▶ AIM
Copy every row below word for word, changing nothing in any line.

* Start DATA *

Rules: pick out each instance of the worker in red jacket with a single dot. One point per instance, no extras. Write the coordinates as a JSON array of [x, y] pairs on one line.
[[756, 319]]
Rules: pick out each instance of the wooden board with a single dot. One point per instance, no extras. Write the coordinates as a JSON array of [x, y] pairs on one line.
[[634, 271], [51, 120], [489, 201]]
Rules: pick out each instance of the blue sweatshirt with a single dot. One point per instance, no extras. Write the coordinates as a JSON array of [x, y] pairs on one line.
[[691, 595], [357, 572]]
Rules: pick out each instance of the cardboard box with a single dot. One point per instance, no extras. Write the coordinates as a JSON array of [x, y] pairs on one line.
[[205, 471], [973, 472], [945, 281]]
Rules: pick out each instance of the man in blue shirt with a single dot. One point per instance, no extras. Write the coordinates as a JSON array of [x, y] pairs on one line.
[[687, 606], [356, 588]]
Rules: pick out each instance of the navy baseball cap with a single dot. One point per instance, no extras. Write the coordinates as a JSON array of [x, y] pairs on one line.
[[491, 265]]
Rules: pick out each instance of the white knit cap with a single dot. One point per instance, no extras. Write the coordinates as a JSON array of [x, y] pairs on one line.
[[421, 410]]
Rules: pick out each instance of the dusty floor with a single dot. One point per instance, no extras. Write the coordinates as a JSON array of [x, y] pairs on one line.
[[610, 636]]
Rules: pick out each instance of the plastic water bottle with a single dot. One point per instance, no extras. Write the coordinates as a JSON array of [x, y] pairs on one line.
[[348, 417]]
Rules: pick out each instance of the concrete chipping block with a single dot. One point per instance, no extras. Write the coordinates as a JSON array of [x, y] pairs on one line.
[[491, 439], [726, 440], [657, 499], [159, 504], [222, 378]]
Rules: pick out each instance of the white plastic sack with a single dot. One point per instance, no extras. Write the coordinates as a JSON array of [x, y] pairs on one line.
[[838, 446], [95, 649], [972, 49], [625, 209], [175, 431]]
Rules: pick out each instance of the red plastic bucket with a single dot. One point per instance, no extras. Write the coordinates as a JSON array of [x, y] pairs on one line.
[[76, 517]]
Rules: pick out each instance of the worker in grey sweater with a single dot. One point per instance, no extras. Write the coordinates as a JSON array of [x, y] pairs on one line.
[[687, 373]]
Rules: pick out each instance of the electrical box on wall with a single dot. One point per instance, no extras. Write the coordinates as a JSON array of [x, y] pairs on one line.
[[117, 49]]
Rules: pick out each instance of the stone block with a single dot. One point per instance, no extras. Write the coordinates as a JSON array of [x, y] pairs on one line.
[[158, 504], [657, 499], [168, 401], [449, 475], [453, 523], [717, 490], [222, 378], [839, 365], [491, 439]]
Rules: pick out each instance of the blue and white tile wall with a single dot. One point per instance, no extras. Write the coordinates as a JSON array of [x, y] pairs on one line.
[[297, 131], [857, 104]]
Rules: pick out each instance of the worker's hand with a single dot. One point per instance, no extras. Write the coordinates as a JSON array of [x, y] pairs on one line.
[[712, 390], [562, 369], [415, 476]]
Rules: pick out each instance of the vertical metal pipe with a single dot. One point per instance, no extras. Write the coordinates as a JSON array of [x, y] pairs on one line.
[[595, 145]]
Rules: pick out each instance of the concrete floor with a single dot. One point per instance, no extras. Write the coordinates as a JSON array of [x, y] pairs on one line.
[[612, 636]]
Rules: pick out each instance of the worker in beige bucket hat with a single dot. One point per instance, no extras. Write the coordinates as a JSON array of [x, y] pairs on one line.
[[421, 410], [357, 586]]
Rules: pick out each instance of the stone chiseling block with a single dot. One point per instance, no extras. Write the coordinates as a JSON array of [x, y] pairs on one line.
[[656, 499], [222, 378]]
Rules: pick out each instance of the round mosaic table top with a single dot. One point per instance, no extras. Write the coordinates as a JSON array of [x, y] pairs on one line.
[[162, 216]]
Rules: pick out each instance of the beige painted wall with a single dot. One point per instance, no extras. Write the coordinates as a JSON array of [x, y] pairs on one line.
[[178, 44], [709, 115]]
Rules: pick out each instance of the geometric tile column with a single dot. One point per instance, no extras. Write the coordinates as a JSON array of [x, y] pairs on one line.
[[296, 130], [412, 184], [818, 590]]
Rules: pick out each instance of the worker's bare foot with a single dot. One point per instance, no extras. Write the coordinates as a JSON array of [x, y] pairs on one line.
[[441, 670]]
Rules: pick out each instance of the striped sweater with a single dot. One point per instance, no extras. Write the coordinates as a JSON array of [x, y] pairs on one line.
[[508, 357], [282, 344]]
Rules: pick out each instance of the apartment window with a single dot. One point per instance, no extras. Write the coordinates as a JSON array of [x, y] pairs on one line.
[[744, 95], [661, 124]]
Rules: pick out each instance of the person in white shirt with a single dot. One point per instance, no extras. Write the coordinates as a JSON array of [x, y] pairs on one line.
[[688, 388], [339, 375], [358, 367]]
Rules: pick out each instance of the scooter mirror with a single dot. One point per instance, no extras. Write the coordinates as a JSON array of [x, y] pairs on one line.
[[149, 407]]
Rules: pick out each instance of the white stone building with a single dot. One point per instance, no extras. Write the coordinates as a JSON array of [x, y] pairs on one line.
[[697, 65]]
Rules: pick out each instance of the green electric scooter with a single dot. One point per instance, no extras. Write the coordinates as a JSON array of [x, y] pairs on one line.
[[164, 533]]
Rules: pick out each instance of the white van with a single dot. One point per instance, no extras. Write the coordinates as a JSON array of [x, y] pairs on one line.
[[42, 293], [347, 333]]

* End DATA *

▶ EXERCISE SOLUTION
Rules: pick out each instance of the worker in red jacket with a single dot. One point per instance, no extras. Write the coordinates as a JSON array of [x, y] pairs on one line.
[[756, 319]]
Rules: pick out each instance of the wooden board with a single dot. One point per instance, no extras. Write the coordinates as a JSON array of [x, y] pairs on one line.
[[634, 271], [51, 120], [489, 201]]
Rules: pick out each instance of the blue sweatshirt with a single dot. One point per instance, no extras. Write the coordinates as a JSON array of [x, y] pairs on one line.
[[691, 595], [357, 572]]
Rules: pick out each instance of the cardboard box with a single dot. One point per instance, no extras. Write the coordinates as a JSON array of [x, y] pairs on one line.
[[205, 471], [973, 472], [945, 281]]
Rules: pick out each instance of the man in blue shirt with a single dot. One point per instance, no extras. Write the coordinates as a JSON array of [x, y] pairs on one line.
[[687, 606], [356, 588]]
Rules: pick out each instance of the navy baseball cap with a single dot. One point per instance, no extras. Write the coordinates as a JSON array of [x, y] pairs on one line.
[[491, 265]]
Rules: pick out each instance of the white knit cap with a single dot. One point per instance, no extras. Write the coordinates as a JSON array of [x, y] pairs on one line.
[[421, 410]]
Rules: pick out each instance of the dusty floor with a single dot. One point per instance, no extras. Write the coordinates as a JSON array of [x, y] pairs on one line.
[[610, 636]]
Rules: pick out each instance of the plastic water bottle with a single dot. One point per instance, no extras. Write the coordinates as a JSON array of [x, y] pairs on one line.
[[348, 417]]
Rules: pick out each instance of the concrete chipping block with a single dot. One point per instance, no extras. Write the coordinates as a JSON array of [x, y] pairs on one line.
[[491, 439], [726, 440], [657, 499], [159, 504], [222, 378]]
Rules: pick out each instance of the white plastic sack with a single dot. One point per instance, no extras. Write the coordinates as a JSON array of [x, y] pairs on one line.
[[838, 446], [95, 649], [972, 49], [625, 209], [175, 431]]
Rules: pick out each instance of the red plastic bucket with a single dot. One point per instance, no extras. Write the coordinates as a JSON array of [x, y] pairs on one line.
[[76, 517]]
Rules: pick out each instance of the worker in grey sweater with a single dot. One point per instance, no extras. Write the coordinates as a JSON array of [x, y] pairs on one line.
[[687, 373]]
Rules: pick out each instance of the electrical box on wall with a single dot. One point per instance, no extras. Write the coordinates as a JSON array of [x, y] pairs on one line.
[[117, 49]]
Rules: pick out each instance of the stone block with a single dot. One point per instance, no extras. Write the coordinates as a JSON array of [x, y] pairs on one line.
[[158, 504], [657, 499], [168, 401], [449, 475], [453, 523], [717, 490], [222, 378], [839, 365], [491, 439]]
Rules: pick out each instance of the blue and white tile wall with a single dot. One point per instance, no extras. Write the coordinates as a JSON array of [x, y] pairs on one line.
[[297, 131], [857, 104]]
Rules: pick out each instance of the worker's hand with a single dot. One point per instance, no extras. Write the coordinates as a JSON array of [x, y] pairs on one line.
[[712, 390], [562, 369], [415, 476]]
Rules: pick out each instance of the vertical metal pipe with a single dot. One point per instance, no extras. Write the coordinates as a JSON array of [x, y] pairs on one line.
[[595, 145]]
Rules: pick out each instance of the concrete floor with a single dot. One point per instance, no extras. Write the coordinates as a JSON array of [x, y] pairs on one line.
[[612, 636]]
Rules: pick out each instance of the worker in beige bucket hat with a single dot. One point per instance, no extras. Write the coordinates as a JSON array of [x, y] pairs on one line.
[[421, 410], [357, 586]]
Rules: pick out each instance of the stone chiseling block with a single dot. One point per instance, no extras. Write the coordinates as a JSON array of [x, y] pairs on one line.
[[656, 499], [222, 378]]
Rules: pick out each instance of the round mosaic table top with a single dot. One point per instance, no extras. Write the coordinates as a JSON array of [x, y] pairs on one line.
[[162, 216]]
Rules: pick out each instance of the beige painted wall with a single dot. One point per instance, no extras. Write the coordinates as a JSON array of [x, y] pairs on one line.
[[178, 44], [709, 115]]
Rules: pick out each instance of the geometric tile column with a single dot. One point per instance, no extras. Write the coordinates as a JSON array of [x, y] pairs on one line.
[[296, 130], [412, 184], [818, 590]]
Rules: pick out each instance of the worker's bare foot with a single dot. One point per instance, no extras. Write the coordinates as a JSON array of [x, y] pairs on one line.
[[441, 670]]
Rules: pick out each instance of the striped sweater with a single dot. One point per instance, no extras. Write the coordinates as a JSON array of [x, y] pairs on one line.
[[508, 357], [282, 344]]
Rules: pick out each instance of the apartment window with a single dot. One point per instance, no extras. Write the coordinates as a JSON array of [x, y] pairs on one line.
[[744, 95], [661, 124]]
Rules: pick out each instance of the person in white shirt with a single dot. One point per instance, no extras. Write the coordinates as a JSON array of [x, y] pairs on one line.
[[688, 388], [339, 375], [358, 367]]
Rules: pick out each instance of the scooter mirror with a single dot. One point per instance, no extras. Write the coordinates as a JSON array of [x, y] pairs on one line.
[[149, 407]]
Rules: pick out each instance of the white stone building with a single dot. One point per instance, no extras. Write the coordinates as a JSON array of [x, y] pairs on one line.
[[697, 65]]
Rules: pick out each instance of the green electric scooter with a single dot. One point per instance, no extras. Write the coordinates as a JSON array of [x, y] pairs on one line.
[[164, 533]]
Rules: pick out each instance of the white van with a single dot. One point per instance, no extras. Write the coordinates as a JSON array of [x, y] pairs on one line.
[[42, 293], [347, 333]]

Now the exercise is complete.